DO THIS:
Rewrite the items below with every "single dot" changed to "single point" and nothing else altered. Leave the pictures out of your version.

DATASET:
+-------+
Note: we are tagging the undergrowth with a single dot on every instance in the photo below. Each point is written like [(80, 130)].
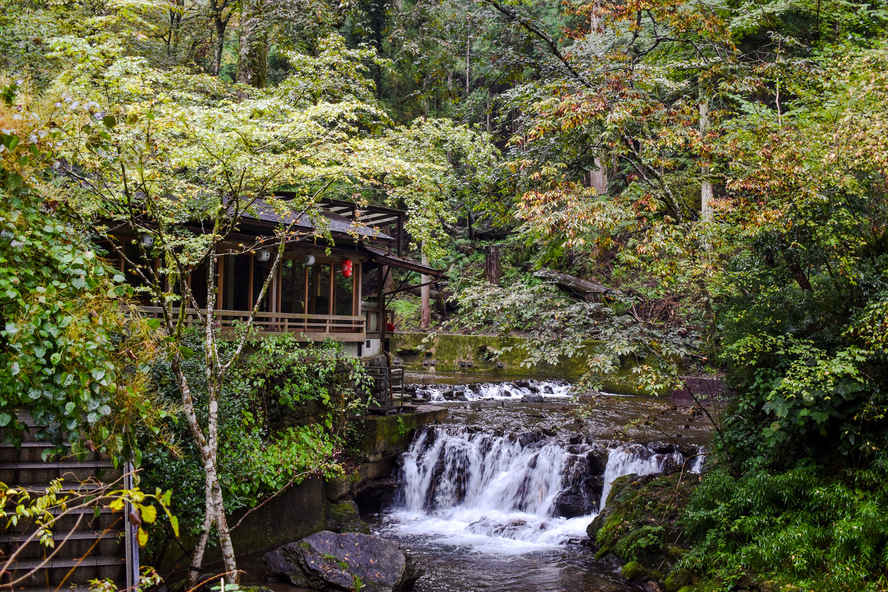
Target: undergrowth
[(815, 530)]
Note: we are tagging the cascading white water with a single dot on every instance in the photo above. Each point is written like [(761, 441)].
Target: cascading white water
[(501, 494), (494, 390), (485, 491)]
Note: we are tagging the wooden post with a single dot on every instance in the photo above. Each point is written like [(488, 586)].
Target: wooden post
[(493, 271), (425, 313)]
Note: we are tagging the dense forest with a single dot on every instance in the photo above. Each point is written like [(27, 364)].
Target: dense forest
[(718, 168)]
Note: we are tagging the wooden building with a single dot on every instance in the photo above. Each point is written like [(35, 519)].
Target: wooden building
[(332, 287)]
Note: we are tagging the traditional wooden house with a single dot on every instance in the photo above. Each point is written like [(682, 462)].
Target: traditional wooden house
[(328, 286)]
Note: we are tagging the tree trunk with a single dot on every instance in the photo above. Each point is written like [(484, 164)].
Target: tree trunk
[(493, 271), (220, 22), (598, 177), (706, 185), (252, 59)]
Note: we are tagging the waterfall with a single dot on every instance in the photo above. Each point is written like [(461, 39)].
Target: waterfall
[(519, 389), (509, 493), (481, 472)]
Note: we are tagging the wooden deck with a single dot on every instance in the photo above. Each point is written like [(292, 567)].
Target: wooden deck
[(309, 327)]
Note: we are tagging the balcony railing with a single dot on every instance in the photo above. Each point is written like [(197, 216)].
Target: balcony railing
[(313, 327)]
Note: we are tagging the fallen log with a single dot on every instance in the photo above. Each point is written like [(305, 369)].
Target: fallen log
[(585, 288)]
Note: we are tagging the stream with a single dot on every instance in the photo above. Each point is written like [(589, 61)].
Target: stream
[(498, 496)]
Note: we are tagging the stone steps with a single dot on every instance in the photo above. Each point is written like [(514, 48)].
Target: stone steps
[(89, 543)]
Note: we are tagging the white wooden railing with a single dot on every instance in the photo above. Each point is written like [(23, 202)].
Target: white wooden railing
[(336, 327)]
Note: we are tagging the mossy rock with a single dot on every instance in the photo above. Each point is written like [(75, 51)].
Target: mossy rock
[(343, 517), (678, 579), (635, 572)]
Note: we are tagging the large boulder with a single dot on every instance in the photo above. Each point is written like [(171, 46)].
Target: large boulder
[(333, 562)]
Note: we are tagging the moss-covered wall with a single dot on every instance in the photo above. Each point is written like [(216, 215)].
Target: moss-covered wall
[(484, 354), (386, 436)]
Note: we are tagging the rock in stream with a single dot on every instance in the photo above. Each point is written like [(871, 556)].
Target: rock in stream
[(333, 562)]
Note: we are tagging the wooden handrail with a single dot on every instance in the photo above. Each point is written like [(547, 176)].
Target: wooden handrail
[(354, 327)]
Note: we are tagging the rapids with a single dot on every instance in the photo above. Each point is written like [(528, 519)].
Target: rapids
[(499, 497)]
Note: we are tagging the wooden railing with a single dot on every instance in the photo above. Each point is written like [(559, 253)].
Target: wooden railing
[(314, 327)]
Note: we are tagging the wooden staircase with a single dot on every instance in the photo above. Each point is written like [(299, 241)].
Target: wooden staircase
[(89, 543)]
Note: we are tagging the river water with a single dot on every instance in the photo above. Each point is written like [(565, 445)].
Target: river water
[(498, 496)]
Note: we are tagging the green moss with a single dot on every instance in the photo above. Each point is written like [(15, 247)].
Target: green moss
[(678, 580), (634, 571)]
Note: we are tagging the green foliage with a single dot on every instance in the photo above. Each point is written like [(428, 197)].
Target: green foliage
[(284, 414), (70, 349), (816, 530), (560, 327), (41, 515)]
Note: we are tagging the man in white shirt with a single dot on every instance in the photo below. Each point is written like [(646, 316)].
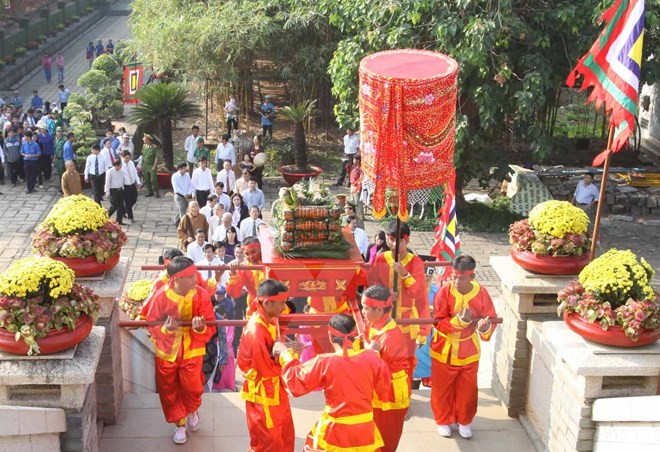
+-------+
THE OUTPUT:
Note: we are tagging the undergrowth with a single point on every instance in the photo below. Each point is written like [(80, 130)].
Target: undergrowth
[(815, 530)]
Note: we are tagging the cascading white water with a single point on every instance in the photo above. Each point is written like [(761, 441)].
Target: cascading white water
[(501, 494), (494, 390), (485, 491)]
Note: we are tagging the wooden post with a single point on every instance in the photo above. Each point is written like [(488, 586)].
Target: wooden post
[(493, 271), (425, 313)]
Note: we are tagging the dense forest with a single point on every instance in the photo above. Each point is written like [(27, 364)].
Target: dense forest
[(718, 168)]
Note: we are tagging the wooden building with a single point on every instance in the photo above. Each point is written like [(35, 519)].
Target: wooden building
[(332, 287)]
Note: we are tagging the traditional wooden house with a single point on every instance in the photo above. Each point is written like [(682, 462)].
Target: traditional wooden house
[(328, 286)]
Note: we are tagging the tree trunk with a single point on every instance in the photo above. Each point is written like [(484, 164)].
Target: tree trunk
[(493, 271), (220, 22), (598, 177), (706, 185), (252, 59)]
Note: we are tagging the waterfall with a single point on every instance in the photo above. Each point is written like [(461, 39)].
Target: waterfall
[(519, 389), (509, 493), (481, 472)]
Note: we are tagging the wooden deck with a single point on every instance in the photo above. Each point is written like [(292, 567)].
Target: wooden deck
[(309, 327)]
Note: we are tagging the balcony railing with a single point on every instance in the photo above. Each point is written like [(197, 216)].
Target: balcony railing
[(313, 327)]
Note: we are tagging the fallen log with a single point on every instance in the photo above. Each point is written like [(305, 369)].
Target: fallen log
[(585, 288)]
Note: we are tagging the stream with a single point on every instance in the photo above. Each point is written like [(589, 61)].
Target: stream
[(498, 496)]
Note: we are tagging the stone steps with a single point on every instance in the photo above. Each point is written like [(514, 48)].
Target: stone steps
[(89, 543)]
Note: we are tagging the white wooden railing with a single point on every instance in the photo above. Each point is written like [(23, 202)].
Target: white wooden railing
[(336, 327)]
Note: we are tagging the mossy rock with a single point on every instance in the photo above. Each point is written like [(75, 51)].
Target: mossy rock
[(343, 517), (678, 579), (635, 572)]
Note: we are tagging the large boulder with a single point on every instance in the photo above. Each point is written like [(171, 46)].
Target: large boulder
[(333, 562)]
Note: we are tagging the moss-covered wall with a single point on every instance in the photo above. Each point is written like [(216, 215)].
Target: moss-covered wall
[(484, 354), (386, 436)]
Note: we are tagging the rock in stream with a single point on every instance in the photo above. Each point is written like [(871, 556)].
Target: rock in stream
[(333, 562)]
Note: we are tagging the wooden handrail with a single point on every instance in the photo above. Each point is written like [(547, 176)].
Target: wooden handrail
[(354, 327)]
Note: we are tagging the rapids with a single point on every instance in the photo above. Each point is written like [(528, 519)].
Target: rapids
[(499, 497)]
Note: we are tagging the wooden railing with a single point on every instance in the photo above. Each point is written like [(559, 253)].
Target: wooden railing
[(314, 327)]
Note: we are tagging the wooden staircase with a single point on every instance in the photo above. Each point is written like [(299, 241)].
Target: wooden staircase
[(89, 543)]
Note: we are tagging the river water with a single point on every instance in the photo above. Each point is written like [(565, 445)].
Target: river water
[(498, 496)]
Note: we are tagging the green moss with a single point on every instance in the photo above. Each point is written like [(15, 247)].
Target: green moss
[(678, 580), (634, 571)]
Note: we are tagging the green foliage with a single point on every instance in the photo above. Each point is written like [(428, 197)].
Target: green foliage
[(284, 414), (70, 349), (816, 530), (560, 327), (41, 515)]
Note: we are tagging the man in white shirt with a single point on every instance in the photo below. Each point is written like [(646, 316)].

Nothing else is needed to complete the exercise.